Document extract:
Recycle Recycle Recycle. . . Thank you Del News
Lindsay Sakraida (DealNews)
@zymaze Ah, very good tips. Thanks!
zymaze
BE SURE to ask for an EMAIL CONFIRMATION. I've been told that it has been extended when it was not. I've also been offered between $5 and $15 dollars compensation. I insisted on the extra month when offered the $5 but took the $15 (do the math). I also noticed that the delivery company will sometimes put down "attempted delivery" when clearly they did not. I even talked to the delivery company and they admitted the drivers sometimes do that. I live in a house and none of Amazon's packages have to be signed for so there is no such thing as "attempting delivery".
mitsured
12 months last year moving my renewal date from Sept 15 to Sept 16. We ordered a lot of Christmas gifts from Amazon and it looks like everyone else did as well because 3/4 of these free months came from orders made in Nov and Dec 15. A few time I was told UPS was having trouble keeping up with the demand. Also two of my free month came from 1 day prime deliveries being delayed by a day.
johnstrong1947
This does work, three free months so far. But even without this Amazon is the most reliable if you have prime.
hutuka
This works, I got 3 months free already. This explains the need for Amazon to test out their own delivery fleet now.
Lindsay Sakraida (DealNews)
@gizmovision Hey there, yes, this is something we've discussed before, but there are still many people who don't know about it yet. Super Users like you will naturally sometimes already know the advice we give (because you're super)
gizmovision
heard this before, recycling 'news' article for 2016 already...
norkaman
We have a got TWO extra months because of late deliveries. Both time they offered a $5 coupon but insisted on the extra month instead. They gave it with out any problems.
weinerd
It will show you a "guaranteed" delivery date if you do 1 or 2 day Prime shipping when you go to place the order. All other shipping options have estimated dates and are not guaranteed (as dalylink learned). So long as you choose an option which gives a "guaranteed" date, you're entitled to the membership extension if they miss that date (based on carrier tracking info).

Note that the guaranteed date may not be 1-2 days from the day you place the order, it's 1-2 days shipping when they get the item if it's not ready at a warehouse. It may say the item takes a couple of days to process so the guaranteed date may be 4 days from the day you place the order, so you need to actually look at the date Amazon quotes you.

It's all common sense, and we got a total of 7 extensions last year (May to December).

Listed records:
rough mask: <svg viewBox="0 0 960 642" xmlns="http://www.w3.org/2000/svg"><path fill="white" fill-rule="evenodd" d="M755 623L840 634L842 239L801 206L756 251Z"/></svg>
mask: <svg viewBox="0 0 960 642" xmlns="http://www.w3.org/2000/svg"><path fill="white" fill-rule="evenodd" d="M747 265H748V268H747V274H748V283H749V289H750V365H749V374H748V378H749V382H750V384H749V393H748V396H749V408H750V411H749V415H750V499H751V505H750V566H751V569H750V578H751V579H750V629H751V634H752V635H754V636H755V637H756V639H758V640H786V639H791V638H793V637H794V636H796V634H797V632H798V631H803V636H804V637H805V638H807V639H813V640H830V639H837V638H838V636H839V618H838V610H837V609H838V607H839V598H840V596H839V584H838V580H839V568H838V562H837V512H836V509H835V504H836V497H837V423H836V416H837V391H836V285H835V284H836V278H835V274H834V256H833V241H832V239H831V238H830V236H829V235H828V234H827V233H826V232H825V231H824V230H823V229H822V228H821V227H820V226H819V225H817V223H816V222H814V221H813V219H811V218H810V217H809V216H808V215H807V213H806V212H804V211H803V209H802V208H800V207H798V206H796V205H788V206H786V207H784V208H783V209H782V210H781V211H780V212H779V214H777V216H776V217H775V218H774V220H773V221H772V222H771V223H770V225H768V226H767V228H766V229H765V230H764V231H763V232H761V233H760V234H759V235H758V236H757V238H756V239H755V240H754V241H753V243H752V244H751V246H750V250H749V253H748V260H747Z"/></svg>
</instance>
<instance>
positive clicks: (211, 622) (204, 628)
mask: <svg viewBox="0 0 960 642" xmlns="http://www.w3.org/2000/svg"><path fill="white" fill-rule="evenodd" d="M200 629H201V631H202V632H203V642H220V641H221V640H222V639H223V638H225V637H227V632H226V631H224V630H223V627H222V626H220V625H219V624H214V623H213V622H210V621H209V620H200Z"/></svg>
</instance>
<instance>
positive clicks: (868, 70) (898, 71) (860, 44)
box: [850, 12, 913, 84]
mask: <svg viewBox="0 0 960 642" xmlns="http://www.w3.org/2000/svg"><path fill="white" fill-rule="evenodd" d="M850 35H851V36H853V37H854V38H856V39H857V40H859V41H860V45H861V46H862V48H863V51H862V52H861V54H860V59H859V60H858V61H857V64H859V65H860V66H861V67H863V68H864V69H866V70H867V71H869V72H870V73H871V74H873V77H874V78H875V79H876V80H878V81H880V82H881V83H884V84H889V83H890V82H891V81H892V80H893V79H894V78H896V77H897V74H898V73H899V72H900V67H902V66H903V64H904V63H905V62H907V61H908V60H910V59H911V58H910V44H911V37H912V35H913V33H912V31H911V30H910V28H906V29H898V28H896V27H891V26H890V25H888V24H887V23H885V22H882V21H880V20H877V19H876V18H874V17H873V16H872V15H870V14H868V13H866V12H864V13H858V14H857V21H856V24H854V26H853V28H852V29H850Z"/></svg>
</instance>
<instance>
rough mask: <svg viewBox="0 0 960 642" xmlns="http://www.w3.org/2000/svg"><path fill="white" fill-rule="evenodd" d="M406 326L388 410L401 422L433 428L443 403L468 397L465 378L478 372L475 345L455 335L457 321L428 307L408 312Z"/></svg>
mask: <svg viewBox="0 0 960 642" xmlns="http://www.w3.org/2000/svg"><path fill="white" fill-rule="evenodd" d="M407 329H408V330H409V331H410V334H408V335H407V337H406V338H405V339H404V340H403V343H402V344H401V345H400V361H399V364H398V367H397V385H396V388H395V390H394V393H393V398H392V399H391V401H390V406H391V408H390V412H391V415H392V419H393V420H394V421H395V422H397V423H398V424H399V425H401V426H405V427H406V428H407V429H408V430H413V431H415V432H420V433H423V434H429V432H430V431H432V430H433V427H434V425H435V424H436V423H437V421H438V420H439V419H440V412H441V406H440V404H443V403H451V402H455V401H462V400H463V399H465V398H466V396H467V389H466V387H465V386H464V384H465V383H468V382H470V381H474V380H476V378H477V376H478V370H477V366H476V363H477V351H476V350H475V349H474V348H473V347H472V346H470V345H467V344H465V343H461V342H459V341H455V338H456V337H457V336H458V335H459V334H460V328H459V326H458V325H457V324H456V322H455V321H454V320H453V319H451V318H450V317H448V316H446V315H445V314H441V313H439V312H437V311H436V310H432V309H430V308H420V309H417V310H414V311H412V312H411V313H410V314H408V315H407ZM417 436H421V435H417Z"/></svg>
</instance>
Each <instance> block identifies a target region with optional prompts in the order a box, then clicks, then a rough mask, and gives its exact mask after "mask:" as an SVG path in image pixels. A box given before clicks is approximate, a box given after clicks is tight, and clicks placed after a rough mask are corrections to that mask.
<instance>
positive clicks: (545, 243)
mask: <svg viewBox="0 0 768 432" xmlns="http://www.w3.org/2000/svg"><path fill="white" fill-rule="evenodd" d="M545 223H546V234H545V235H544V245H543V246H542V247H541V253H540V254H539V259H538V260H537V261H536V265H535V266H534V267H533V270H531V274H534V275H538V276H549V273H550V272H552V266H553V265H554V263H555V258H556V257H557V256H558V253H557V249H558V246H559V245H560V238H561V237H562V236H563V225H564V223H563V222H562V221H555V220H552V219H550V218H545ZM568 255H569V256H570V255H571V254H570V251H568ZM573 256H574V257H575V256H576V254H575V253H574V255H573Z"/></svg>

Using the information:
1 > Answer these from the Amazon Prime comment thread:
(a) How many extra months did norkaman's household get because of late deliveries?
(b) What range of compensation does zymaze say was offered?
(c) How many extensions does weinerd say were received last year?
2 > Please retype the part of the Amazon Prime comment thread starting at "johnstrong1947" and ending at "(because you're super)".
3 > Extend the Amazon Prime comment thread past its last sentence.

Answers to the tasks:
1 >
(a) Two.
(b) Between $5 and $15.
(c) Seven, from May to December.

2 >
johnstrong1947
This does work, three free months so far. But even without this Amazon is the most reliable if you have prime.
hutuka
This works, I got 3 months free already. This explains the need for Amazon to test out their own delivery fleet now.
Lindsay Sakraida (DealNews)
@gizmovision Hey there, yes, this is something we've discussed before, but there are still many people who don't know about it yet. Super Users like you will naturally sometimes already know the advice we give (because you're super)

3 >
Increase your odds buy ordering a whole bunch of cheap Prime items (that you still need, of course) as separate shipments and hope the delivery is late!
dalylink
Lesson learned for me: if you want this to apply you must make sure you don't waive the Prime shipping for that $1 carrot they dangle. I went for the $1 credit since the forecasted shipping was a week before I needed it. The date adjusted to the same day I needed it and then no delivery. I IMed with an Amazon rep and I had no recourse. It was pulling teeth during the conversation to get the rep to admit that. They finally had to resend the item (who knows where it got lost) and I received it a week after the updated, delayed delivery date.
tiner73
Yes, If it is late I always get a month free! However you must ask for it, they just don't offer it up.
patriciae
Works every time but you must ask for it they will not offer it. I have gotten up to 6 free months.
Familycircus
I didn't know and they gave me a month right before Christmas because I ordered something with 2 day shipping and then it came up it would be a week late. Thought it was a nice apology and then package still arrived before Christmas.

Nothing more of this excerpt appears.